Brief.
Transcribe the article excerpt below on the predicted collapse of the Russian army in full, word for word.

Extracted text.
Russian Army Collapses—and Revolution—Near-Certain as Russia Loses War: When/Where Harder to Predict

Losing this badly will help wake up millions of Russians to some level of reality, and they will blame Putin. It is doubtful that the Russian military will keep fighting under these conditions for much longer.

(Russian/Русский перевод; Если вы состоите в российской армии и хотите сдаться Украине, звоните по этим номерам: +38 066 580 34 98 или +38 093 119 29 84; инструкции по сдаче здесь; traduction française)

By Brian E. Frydenborg (Twitter @bfry1981, LinkedIn, Facebook), September 10, 2022; article discussed in Brian’s interview with the French publication Atlantico published September 14; adapted excerpt published on September 12 by Small Wars Journal as Ukraine Writes the Textbook on Twenty-First Century Warfare, Conducts Masterclass, which, in turn, was featured by Real Clear Defense on September 16; see follow-up October 6 article This Is the Beginning of the End of the War and related articles from September 27 Why Putin Has Doomed Himself with His Ukraine Fiasco, September 16 I Saw This War Could Be Putin’s Undoing All the Way Back in Early March, and September 7 Why Is Russia Losing on 3 Fronts? Math (the Short Answer); also, since the 2022 Nobel Peace Prize was awarded on October 7 to Ukrainian activist Oleksandra Matviichuk and her organization the Center for Civil Liberties, listen to my April podcast with her here discussing war, Russian war crimes, human rights, and democracy in Ukraine.

Supplied records.

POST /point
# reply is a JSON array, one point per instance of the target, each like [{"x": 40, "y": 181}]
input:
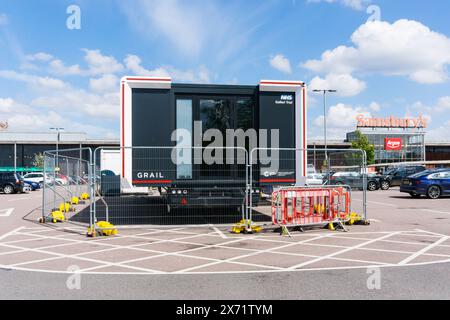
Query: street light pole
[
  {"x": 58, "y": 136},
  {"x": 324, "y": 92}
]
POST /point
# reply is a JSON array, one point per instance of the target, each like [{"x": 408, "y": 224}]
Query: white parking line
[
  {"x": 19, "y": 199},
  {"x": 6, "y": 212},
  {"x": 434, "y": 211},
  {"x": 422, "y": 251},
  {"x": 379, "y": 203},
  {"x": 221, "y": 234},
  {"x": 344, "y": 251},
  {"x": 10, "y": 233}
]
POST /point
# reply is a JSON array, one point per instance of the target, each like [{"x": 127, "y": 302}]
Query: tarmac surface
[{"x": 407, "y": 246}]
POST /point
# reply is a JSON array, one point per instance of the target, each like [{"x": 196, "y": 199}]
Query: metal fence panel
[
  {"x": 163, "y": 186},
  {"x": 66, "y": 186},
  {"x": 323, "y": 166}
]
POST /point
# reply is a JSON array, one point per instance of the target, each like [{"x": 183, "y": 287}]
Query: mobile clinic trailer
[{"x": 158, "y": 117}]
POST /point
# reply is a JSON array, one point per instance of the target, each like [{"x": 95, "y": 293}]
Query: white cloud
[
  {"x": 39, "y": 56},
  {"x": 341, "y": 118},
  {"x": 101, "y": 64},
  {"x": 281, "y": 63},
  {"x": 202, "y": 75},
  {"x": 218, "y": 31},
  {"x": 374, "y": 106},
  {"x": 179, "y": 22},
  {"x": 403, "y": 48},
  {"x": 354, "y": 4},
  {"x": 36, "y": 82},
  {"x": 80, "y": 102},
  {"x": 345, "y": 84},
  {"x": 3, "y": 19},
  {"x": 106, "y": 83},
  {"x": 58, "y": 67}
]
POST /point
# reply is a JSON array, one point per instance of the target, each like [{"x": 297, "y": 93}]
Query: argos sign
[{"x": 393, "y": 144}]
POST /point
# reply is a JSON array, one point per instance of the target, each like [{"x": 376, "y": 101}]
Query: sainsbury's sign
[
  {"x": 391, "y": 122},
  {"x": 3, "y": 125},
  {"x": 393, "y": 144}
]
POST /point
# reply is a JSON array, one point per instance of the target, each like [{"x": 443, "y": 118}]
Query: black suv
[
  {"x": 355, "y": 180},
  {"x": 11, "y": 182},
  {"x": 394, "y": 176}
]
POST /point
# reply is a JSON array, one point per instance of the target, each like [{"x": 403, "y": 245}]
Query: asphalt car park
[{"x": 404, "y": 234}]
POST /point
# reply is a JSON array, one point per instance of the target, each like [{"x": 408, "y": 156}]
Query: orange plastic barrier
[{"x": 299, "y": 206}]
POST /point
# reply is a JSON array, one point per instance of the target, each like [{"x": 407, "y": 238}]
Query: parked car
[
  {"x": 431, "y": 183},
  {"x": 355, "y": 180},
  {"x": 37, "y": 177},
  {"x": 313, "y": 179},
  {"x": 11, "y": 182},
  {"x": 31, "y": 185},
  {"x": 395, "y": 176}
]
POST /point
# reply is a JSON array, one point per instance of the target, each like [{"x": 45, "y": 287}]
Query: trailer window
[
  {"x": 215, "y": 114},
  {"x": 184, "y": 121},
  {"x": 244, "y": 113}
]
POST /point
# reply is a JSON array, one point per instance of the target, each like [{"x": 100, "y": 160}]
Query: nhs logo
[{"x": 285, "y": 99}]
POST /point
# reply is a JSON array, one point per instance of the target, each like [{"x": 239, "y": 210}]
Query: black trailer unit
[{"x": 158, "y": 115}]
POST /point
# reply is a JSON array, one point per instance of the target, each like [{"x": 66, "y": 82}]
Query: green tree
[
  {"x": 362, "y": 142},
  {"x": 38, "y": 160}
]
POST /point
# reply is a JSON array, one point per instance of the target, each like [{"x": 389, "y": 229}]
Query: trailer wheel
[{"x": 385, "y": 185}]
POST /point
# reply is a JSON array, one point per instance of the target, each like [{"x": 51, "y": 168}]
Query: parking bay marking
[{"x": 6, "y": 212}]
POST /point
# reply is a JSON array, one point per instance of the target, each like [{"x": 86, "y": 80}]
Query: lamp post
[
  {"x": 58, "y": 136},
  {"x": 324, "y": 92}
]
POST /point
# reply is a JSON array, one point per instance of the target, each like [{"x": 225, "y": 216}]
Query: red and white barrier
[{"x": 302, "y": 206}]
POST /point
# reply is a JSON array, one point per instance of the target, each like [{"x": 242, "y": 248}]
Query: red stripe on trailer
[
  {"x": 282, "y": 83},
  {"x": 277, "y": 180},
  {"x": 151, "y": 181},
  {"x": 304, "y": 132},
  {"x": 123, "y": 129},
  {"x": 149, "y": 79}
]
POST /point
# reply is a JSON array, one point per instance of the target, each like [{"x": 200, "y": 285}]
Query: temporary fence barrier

==

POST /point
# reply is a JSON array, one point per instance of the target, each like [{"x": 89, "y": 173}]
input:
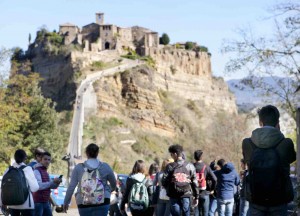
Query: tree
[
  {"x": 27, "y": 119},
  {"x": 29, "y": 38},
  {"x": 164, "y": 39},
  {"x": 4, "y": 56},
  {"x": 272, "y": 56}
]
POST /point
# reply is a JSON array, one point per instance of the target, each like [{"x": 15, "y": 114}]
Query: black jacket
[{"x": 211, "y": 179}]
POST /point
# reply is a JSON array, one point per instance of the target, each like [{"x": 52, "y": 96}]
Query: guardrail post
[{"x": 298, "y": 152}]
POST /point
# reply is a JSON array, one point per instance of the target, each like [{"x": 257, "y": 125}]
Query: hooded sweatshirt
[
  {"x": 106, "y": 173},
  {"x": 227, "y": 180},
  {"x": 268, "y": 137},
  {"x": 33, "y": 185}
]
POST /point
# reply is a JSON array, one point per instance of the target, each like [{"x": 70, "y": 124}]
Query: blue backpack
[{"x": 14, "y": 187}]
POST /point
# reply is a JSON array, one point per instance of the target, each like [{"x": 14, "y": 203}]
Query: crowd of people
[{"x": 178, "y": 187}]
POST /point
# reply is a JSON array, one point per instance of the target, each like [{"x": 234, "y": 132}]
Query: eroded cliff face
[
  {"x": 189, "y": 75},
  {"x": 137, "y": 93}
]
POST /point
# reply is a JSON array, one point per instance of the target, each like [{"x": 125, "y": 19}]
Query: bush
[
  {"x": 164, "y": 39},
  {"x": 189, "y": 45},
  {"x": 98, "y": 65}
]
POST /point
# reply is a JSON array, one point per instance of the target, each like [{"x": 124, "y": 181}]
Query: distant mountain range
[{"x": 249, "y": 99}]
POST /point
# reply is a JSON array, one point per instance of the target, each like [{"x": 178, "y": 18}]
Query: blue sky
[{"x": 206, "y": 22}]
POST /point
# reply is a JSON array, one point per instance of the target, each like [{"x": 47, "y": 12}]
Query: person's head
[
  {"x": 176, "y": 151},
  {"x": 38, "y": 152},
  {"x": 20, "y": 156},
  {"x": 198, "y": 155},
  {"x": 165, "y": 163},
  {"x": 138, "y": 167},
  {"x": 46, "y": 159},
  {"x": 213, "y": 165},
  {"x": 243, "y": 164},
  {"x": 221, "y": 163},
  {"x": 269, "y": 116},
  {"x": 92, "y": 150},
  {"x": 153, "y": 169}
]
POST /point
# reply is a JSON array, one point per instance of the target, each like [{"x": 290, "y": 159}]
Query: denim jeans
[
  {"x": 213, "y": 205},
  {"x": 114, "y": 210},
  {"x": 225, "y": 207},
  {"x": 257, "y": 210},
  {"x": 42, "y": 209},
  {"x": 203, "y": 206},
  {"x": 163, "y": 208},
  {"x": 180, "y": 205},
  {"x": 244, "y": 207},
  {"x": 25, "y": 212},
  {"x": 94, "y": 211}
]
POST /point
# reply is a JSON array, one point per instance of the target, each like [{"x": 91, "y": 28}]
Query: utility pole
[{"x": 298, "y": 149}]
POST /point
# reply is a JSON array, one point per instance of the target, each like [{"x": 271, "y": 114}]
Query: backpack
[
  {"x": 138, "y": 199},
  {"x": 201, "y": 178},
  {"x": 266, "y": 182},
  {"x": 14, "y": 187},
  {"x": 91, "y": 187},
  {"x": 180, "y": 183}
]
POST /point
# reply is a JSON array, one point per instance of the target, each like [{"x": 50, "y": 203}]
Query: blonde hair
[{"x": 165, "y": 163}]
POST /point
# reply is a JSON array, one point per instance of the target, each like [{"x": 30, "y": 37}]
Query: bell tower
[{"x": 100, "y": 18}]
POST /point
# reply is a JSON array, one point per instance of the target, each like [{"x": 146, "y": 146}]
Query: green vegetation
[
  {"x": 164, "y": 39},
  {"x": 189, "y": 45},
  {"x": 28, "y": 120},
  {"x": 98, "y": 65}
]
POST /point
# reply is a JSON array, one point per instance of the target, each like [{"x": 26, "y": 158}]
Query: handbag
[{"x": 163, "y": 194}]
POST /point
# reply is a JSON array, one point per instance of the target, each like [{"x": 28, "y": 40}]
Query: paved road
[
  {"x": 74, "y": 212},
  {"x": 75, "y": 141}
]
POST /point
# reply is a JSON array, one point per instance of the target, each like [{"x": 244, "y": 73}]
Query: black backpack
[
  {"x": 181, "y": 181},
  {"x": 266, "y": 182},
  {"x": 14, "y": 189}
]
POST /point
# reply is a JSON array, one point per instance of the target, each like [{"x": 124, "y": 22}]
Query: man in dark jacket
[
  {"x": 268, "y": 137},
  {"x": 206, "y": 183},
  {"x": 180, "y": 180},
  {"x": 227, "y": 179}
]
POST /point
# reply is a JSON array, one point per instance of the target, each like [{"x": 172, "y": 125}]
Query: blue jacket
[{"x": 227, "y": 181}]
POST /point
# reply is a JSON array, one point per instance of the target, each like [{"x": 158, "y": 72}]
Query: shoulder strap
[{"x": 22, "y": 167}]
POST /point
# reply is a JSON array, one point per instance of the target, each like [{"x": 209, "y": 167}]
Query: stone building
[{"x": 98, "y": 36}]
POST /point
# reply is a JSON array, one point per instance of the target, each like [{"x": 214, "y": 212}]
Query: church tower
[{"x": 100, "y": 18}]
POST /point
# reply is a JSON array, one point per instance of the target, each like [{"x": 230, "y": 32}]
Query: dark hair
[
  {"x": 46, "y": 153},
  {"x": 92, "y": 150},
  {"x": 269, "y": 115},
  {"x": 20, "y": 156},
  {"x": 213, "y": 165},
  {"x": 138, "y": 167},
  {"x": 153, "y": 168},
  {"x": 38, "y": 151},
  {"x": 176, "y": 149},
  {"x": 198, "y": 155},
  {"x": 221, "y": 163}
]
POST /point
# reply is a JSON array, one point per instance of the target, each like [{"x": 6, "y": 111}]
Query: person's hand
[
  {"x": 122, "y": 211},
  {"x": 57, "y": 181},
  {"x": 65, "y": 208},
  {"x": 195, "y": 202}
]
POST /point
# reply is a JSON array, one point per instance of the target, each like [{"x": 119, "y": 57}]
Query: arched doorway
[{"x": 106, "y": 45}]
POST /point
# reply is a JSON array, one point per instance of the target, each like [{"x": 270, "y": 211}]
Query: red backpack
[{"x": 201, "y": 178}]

--

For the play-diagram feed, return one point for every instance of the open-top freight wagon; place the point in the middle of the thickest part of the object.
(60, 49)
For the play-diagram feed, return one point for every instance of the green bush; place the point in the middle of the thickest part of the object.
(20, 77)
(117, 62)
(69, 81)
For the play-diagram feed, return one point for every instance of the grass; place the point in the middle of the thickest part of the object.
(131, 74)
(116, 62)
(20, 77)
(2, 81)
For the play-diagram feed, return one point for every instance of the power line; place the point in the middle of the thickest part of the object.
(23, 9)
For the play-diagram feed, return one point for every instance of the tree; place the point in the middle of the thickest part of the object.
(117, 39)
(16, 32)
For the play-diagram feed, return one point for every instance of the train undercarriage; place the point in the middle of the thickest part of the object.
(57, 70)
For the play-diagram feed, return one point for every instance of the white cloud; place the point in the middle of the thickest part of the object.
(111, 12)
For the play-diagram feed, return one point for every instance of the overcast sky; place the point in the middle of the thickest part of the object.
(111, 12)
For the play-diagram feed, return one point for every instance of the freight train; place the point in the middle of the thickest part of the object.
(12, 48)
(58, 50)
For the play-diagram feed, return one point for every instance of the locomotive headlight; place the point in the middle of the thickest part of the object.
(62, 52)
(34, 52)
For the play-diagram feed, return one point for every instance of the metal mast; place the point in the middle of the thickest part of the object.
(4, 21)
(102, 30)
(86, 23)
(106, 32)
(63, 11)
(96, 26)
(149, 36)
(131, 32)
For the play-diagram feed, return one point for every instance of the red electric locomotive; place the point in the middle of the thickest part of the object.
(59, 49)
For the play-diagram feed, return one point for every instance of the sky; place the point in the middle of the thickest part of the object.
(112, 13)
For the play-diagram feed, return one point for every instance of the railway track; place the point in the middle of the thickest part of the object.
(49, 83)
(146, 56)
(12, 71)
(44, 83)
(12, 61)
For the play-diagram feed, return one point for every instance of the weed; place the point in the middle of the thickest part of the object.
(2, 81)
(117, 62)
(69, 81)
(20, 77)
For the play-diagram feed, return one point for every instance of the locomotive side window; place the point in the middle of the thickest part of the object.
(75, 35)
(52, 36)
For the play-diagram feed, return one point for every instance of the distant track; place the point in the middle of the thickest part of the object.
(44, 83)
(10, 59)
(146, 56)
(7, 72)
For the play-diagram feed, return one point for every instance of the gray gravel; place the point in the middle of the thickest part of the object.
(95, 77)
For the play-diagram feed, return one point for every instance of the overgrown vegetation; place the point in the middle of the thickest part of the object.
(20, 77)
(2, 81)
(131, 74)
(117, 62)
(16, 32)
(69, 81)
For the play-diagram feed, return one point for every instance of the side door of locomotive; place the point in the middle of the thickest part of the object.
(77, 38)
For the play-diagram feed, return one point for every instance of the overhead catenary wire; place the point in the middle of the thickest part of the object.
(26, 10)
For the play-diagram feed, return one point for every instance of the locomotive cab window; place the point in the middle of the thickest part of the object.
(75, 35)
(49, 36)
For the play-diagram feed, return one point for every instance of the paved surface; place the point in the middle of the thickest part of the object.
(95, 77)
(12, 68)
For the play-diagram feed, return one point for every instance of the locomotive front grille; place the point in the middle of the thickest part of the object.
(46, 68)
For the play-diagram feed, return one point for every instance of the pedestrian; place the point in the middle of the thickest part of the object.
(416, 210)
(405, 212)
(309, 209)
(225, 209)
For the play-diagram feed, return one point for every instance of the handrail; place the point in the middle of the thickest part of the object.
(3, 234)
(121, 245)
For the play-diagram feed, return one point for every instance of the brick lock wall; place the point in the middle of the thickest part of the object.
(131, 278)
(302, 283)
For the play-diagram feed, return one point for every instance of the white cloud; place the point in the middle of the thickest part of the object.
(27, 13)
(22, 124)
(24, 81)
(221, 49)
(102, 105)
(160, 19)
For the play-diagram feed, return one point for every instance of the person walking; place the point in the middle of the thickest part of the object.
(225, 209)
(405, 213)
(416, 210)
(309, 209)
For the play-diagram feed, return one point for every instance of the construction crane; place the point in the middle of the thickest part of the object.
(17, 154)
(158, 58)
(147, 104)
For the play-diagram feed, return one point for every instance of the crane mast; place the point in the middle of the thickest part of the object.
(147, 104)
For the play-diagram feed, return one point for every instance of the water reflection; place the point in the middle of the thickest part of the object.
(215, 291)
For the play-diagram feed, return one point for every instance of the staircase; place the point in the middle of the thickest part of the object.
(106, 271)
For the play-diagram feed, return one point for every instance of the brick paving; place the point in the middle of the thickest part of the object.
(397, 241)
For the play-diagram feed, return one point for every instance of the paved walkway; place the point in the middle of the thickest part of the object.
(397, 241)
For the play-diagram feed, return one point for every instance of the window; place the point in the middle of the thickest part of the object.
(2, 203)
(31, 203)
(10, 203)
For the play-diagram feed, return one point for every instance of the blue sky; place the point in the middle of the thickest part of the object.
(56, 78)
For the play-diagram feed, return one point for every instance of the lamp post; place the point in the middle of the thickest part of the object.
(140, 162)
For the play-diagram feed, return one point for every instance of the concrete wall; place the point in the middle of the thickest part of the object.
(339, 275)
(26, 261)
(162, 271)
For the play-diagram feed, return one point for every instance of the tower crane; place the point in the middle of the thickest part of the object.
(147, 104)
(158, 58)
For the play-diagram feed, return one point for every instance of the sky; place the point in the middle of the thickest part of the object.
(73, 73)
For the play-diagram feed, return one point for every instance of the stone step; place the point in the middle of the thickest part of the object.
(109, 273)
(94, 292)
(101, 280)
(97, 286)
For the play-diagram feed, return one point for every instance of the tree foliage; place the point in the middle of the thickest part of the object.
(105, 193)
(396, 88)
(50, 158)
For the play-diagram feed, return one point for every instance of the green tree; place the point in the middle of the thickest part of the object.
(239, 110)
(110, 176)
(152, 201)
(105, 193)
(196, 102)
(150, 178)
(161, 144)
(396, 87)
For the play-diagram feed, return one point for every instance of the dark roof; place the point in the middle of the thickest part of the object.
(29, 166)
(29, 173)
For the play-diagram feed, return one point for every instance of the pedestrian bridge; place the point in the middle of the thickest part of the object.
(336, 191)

Result.
Russian Army Collapses—and Revolution—Near-Certain as Russia Loses War: When/Where Harder to Predict

Losing this badly will help wake up millions of Russians to some level of reality, and they will blame Putin. It is doubtful that the Russian military will keep fighting under these conditions for much longer.

(Russian/Русский перевод; Если вы состоите в российской армии и хотите сдаться Украине, звоните по этим номерам: +38 066 580 34 98 или +38 093 119 29 84; инструкции по сдаче здесь; traduction française)

By Brian E. Frydenborg (Twitter @bfry1981, LinkedIn, Facebook), September 10, 2022; article discussed in Brian’s interview with the French publication Atlantico published September 14; adapted excerpt published on September 12 by Small Wars Journal as Ukraine Writes the Textbook on Twenty-First Century Warfare, Conducts Masterclass, which, in turn, was featured by Real Clear Defense on September 16; see follow-up October 6 article This Is the Beginning of the End of the War and related articles from September 27 Why Putin Has Doomed Himself with His Ukraine Fiasco, September 16 I Saw This War Could Be Putin’s Undoing All the Way Back in Early March, and September 7 Why Is Russia Losing on 3 Fronts? Math (the Short Answer); also, since the 2022 Nobel Peace Prize was awarded on October 7 to Ukrainian activist Oleksandra Matviichuk and her organization the Center for Civil Liberties, listen to my April podcast with her here discussing war, Russian war crimes, human rights, and democracy in Ukraine.